The task:
Copy the records below word for word, reproducing each line exactly as it appears. Omit the pictures from your copy.

•••••

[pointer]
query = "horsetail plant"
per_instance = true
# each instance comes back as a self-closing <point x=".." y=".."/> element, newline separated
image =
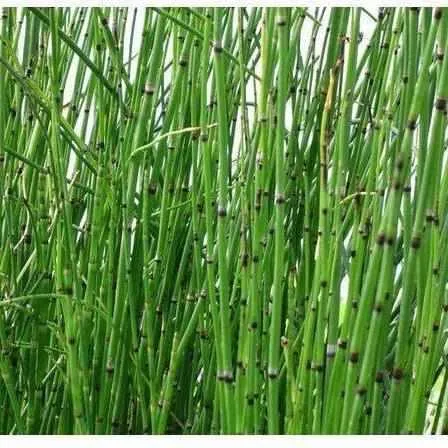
<point x="223" y="221"/>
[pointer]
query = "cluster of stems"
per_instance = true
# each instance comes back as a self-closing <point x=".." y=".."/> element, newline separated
<point x="223" y="221"/>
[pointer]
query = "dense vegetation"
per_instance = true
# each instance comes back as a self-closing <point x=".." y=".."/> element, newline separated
<point x="223" y="221"/>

•••••

Solution:
[pointer]
query = "horsetail plant"
per_instance = true
# each instance comes back as a self-closing <point x=".." y=".."/> element, newline separated
image =
<point x="223" y="221"/>
[pointer]
query = "cluster of stems"
per_instance = true
# each instance comes back as a self-closing <point x=".." y=".."/> element, newline separated
<point x="223" y="221"/>
[pointer]
query = "dense vegetation"
per_instance = true
# each instance comes back as a self-closing <point x=".." y=".."/> element, newline separated
<point x="223" y="221"/>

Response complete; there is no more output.